Top of Text passage

A staggering 49% plunge in GeneDx stock following a disastrous first-quarter earnings report has triggered a securities class action lawsuit. Investors allege that the company misled them regarding the synergy and financial health of its Fabric Genomics acquisition, which resulted in a massive $31.2 million impairment charge.

Bio & NewsJuly 8, 2026409 reads0

Hagens Berman, a firm specializing in securities litigation, is currently investigating claims that GeneDx executives overstated the benefits of the Fabric Genomics purchase. The litigation centers on the period between April 16, 2025, and May 4, 2026, targeting the company's failure to disclose the true state of the acquisition. When the firm reported its Q1 2026 results, it revealed a tenfold increase in net losses and a significant revenue miss, effectively erasing nearly all the cash value of the business unit acquired just one year prior.

The fallout from these disclosures forced a 12% cut to the company's 2026 revenue guidance. Beyond the financial shortfall, the company pointed to an adverse shift in product mix, with genome revenue failing to meet the performance of its exome business. This pivot prompted a sharp reduction in growth projections, which had been touted as "at least 20%" as recently as February.

Reed Kathrein, the Hagens Berman partner leading the investigation, stated that the firm is examining whether leadership possessed internal knowledge of the disconnect between their public projections and the reality of the company's acquisitions. Amidst this turmoil, GeneDx appointed Mark Gardner as its new president. The firm is now soliciting information from investors and potential whistleblowers, setting a lead plaintiff deadline of August 3, 2026.

Bottom of Text passage
Top of Record excerpts

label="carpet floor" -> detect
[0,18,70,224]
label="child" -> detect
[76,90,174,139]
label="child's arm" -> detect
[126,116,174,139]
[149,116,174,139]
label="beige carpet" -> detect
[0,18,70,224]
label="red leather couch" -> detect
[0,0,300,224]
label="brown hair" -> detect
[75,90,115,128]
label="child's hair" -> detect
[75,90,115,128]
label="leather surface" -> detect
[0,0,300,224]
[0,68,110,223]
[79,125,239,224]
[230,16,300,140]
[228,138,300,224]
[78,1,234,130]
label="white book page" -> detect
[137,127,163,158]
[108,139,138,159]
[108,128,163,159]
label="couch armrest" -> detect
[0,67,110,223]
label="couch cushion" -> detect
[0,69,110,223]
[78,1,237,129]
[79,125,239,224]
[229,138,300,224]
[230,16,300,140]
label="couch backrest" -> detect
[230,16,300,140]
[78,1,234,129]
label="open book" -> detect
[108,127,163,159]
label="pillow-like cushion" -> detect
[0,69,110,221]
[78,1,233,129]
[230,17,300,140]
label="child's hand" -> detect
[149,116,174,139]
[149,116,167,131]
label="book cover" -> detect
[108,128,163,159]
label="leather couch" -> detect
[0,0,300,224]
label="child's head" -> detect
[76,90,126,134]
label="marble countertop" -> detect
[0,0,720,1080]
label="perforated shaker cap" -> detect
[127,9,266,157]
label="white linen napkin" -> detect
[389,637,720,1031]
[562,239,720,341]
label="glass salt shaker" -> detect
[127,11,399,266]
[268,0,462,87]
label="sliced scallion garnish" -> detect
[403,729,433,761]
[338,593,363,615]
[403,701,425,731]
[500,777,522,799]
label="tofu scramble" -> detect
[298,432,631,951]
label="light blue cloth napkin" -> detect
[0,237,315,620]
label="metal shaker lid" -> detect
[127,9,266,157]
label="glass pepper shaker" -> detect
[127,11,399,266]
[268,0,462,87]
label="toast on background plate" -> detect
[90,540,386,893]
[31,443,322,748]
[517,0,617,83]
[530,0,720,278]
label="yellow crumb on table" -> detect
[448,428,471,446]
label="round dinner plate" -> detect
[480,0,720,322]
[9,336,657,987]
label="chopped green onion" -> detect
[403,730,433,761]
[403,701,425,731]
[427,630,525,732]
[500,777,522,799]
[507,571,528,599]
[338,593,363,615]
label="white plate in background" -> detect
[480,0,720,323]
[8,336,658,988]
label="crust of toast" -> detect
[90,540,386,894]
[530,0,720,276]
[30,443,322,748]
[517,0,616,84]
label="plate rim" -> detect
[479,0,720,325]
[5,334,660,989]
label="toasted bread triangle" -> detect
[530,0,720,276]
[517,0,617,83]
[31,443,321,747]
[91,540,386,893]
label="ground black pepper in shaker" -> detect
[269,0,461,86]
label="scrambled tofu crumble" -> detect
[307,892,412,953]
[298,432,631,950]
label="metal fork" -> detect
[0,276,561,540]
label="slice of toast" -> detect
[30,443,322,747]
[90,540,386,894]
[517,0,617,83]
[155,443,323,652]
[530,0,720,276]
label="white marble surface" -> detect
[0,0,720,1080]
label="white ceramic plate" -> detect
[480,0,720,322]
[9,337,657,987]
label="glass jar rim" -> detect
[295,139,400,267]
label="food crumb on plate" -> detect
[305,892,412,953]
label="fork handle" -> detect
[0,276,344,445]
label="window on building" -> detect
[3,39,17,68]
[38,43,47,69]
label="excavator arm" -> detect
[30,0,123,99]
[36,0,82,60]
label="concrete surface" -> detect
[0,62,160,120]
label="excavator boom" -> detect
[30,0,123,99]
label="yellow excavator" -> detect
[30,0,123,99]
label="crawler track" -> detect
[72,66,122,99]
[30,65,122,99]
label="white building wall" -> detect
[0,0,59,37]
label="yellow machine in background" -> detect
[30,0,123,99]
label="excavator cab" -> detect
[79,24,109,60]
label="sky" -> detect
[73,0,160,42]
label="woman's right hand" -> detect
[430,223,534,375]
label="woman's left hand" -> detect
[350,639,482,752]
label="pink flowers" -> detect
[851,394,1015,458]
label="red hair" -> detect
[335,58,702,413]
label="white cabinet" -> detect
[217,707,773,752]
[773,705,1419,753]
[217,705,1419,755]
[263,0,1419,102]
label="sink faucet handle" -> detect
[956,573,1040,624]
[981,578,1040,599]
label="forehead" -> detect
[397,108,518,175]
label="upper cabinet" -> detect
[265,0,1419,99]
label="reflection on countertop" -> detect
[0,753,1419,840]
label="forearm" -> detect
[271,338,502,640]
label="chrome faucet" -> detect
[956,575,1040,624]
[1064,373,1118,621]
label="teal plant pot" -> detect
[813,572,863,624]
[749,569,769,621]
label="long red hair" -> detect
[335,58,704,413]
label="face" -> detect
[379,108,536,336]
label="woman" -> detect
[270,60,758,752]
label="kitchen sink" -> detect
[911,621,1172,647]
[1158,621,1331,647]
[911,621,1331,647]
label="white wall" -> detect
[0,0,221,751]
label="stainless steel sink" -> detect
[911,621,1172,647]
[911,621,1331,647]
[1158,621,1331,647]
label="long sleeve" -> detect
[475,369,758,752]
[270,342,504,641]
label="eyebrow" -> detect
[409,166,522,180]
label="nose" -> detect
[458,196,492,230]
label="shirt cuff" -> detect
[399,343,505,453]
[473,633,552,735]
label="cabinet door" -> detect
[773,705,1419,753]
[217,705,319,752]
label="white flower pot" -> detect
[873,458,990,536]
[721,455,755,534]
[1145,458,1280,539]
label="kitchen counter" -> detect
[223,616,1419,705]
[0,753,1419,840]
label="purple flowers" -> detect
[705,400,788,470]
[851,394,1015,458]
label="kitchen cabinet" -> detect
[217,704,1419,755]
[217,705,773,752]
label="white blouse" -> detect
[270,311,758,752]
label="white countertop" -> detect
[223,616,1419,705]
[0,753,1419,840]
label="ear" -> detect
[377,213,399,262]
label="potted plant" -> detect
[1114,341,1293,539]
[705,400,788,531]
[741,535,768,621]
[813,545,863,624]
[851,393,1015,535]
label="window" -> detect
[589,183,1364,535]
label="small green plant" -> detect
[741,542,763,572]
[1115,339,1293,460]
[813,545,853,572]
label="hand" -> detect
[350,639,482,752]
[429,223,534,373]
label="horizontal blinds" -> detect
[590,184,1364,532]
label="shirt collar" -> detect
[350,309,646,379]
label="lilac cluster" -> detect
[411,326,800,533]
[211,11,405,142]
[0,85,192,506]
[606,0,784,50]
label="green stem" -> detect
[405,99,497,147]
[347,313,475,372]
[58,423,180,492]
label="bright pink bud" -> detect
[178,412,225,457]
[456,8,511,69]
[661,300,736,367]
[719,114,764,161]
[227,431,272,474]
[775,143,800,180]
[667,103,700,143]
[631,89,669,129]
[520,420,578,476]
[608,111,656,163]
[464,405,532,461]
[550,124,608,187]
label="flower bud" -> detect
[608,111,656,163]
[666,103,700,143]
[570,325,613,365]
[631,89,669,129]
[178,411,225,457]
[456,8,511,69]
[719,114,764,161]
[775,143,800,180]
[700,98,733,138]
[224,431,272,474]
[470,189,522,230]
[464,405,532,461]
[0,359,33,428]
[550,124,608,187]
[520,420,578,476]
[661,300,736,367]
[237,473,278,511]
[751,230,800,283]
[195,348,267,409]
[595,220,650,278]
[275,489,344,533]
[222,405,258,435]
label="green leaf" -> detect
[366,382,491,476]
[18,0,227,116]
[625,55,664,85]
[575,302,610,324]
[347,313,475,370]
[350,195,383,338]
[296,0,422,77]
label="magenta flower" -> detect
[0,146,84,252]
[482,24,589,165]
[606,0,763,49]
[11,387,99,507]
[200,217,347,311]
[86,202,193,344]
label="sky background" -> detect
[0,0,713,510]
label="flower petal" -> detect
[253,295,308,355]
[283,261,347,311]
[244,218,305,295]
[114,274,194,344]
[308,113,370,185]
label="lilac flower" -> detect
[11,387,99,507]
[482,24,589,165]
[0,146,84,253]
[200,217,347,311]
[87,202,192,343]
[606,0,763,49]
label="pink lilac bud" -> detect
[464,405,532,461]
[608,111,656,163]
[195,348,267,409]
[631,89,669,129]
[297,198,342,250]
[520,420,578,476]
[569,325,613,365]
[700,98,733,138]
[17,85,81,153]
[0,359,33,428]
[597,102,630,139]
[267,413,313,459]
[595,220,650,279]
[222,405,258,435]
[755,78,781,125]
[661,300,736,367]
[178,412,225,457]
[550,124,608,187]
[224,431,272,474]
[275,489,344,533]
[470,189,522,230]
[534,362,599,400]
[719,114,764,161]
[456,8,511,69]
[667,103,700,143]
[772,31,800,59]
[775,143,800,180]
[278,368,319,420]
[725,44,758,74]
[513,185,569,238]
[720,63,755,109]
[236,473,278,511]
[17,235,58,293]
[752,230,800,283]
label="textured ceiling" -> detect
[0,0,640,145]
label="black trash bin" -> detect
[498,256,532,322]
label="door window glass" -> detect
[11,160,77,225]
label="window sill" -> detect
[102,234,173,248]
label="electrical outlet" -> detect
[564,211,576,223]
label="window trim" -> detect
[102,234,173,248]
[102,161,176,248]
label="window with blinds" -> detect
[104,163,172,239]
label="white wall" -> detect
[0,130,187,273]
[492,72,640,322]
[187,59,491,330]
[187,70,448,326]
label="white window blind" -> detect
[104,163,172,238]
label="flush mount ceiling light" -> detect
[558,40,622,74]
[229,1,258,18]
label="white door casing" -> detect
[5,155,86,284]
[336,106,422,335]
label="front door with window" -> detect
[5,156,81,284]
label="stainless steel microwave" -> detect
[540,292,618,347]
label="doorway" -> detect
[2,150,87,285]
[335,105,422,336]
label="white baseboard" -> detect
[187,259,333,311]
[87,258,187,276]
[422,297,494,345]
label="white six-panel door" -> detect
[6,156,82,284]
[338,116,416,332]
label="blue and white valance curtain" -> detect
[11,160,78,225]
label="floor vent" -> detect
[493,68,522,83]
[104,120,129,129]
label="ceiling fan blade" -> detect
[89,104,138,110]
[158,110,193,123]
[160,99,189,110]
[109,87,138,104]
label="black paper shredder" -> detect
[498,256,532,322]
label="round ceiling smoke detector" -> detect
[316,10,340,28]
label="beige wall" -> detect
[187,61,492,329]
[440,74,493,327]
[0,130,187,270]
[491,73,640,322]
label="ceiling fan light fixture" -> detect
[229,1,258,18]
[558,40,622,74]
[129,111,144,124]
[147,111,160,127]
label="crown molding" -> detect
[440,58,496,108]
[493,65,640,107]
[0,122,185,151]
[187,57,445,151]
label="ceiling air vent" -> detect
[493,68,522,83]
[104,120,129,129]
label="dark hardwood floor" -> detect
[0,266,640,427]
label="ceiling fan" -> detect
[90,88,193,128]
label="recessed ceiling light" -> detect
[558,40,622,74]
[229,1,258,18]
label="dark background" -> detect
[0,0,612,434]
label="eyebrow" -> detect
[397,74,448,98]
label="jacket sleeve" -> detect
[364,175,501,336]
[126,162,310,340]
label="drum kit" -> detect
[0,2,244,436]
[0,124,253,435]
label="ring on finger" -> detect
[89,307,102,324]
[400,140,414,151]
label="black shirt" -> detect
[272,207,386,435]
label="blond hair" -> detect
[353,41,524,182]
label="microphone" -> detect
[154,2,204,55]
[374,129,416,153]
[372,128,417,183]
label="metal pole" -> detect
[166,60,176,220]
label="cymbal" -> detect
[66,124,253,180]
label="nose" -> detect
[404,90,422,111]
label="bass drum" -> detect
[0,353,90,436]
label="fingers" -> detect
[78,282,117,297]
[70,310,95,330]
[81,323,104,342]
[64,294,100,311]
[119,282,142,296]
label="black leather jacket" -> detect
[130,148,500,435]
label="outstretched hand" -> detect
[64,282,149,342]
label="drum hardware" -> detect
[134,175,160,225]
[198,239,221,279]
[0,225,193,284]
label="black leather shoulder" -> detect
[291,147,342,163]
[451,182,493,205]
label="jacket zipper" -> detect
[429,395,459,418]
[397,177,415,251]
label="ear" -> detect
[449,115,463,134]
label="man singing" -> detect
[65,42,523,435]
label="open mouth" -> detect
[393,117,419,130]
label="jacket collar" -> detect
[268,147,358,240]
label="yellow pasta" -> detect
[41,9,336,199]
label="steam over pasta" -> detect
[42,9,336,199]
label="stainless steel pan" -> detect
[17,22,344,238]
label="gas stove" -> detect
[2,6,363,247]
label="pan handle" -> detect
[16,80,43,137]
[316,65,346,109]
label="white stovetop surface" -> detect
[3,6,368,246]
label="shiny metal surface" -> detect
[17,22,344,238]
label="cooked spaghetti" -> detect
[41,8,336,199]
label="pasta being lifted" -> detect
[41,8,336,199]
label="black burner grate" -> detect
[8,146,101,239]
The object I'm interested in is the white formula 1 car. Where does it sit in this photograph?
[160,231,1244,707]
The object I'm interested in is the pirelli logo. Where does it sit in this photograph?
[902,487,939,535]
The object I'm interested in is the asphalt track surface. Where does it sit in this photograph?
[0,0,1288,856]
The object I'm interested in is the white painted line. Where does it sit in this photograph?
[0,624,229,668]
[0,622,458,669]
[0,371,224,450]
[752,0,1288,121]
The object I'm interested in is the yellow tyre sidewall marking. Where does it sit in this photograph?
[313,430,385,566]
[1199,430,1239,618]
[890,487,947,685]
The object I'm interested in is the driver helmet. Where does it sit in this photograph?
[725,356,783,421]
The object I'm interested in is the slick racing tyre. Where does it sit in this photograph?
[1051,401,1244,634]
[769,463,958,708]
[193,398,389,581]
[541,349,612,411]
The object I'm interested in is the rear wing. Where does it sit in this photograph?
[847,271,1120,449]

Bottom of Record excerpts

== Task item ==
Can you extract the part of the GeneDx lawsuit article that runs from "Hagens Berman, a" up to and including "one year prior.", copying it word for word?

== Written answer ==
Hagens Berman, a firm specializing in securities litigation, is currently investigating claims that GeneDx executives overstated the benefits of the Fabric Genomics purchase. The litigation centers on the period between April 16, 2025, and May 4, 2026, targeting the company's failure to disclose the true state of the acquisition. When the firm reported its Q1 2026 results, it revealed a tenfold increase in net losses and a significant revenue miss, effectively erasing nearly all the cash value of the business unit acquired just one year prior.